Saved data entries:
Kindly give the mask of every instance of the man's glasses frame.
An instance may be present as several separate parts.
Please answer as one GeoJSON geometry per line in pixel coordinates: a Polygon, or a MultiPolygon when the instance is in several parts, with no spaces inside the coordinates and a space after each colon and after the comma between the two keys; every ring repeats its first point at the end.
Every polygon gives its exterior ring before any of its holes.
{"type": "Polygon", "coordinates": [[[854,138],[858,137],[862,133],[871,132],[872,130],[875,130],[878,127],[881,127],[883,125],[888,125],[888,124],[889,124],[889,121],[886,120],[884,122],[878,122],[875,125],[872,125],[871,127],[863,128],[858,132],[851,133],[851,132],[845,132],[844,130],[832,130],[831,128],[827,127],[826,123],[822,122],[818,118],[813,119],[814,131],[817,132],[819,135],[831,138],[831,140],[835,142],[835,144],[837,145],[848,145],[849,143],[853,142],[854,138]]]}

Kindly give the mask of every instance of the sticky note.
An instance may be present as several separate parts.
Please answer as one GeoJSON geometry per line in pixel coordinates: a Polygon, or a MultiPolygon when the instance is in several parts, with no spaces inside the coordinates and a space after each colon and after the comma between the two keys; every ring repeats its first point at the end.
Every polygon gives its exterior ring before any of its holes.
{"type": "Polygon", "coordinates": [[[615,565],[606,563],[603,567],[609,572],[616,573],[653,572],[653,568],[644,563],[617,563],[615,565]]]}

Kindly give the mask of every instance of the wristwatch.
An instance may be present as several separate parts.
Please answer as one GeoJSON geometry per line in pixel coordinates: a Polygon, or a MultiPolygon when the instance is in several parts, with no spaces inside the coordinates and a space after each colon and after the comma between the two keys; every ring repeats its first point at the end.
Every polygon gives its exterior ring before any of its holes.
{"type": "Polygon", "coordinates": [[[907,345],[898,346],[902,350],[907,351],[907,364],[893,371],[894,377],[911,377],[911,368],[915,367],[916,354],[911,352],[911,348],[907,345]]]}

◆ **Exercise description**:
"mask" is the word to look for; copy every line of the data that has it.

◆ **Solution**:
Kindly give the mask of every instance of the man's glasses frame.
Kindly give the mask of every instance of the sticky note.
Kindly give the mask of every instance of the wristwatch.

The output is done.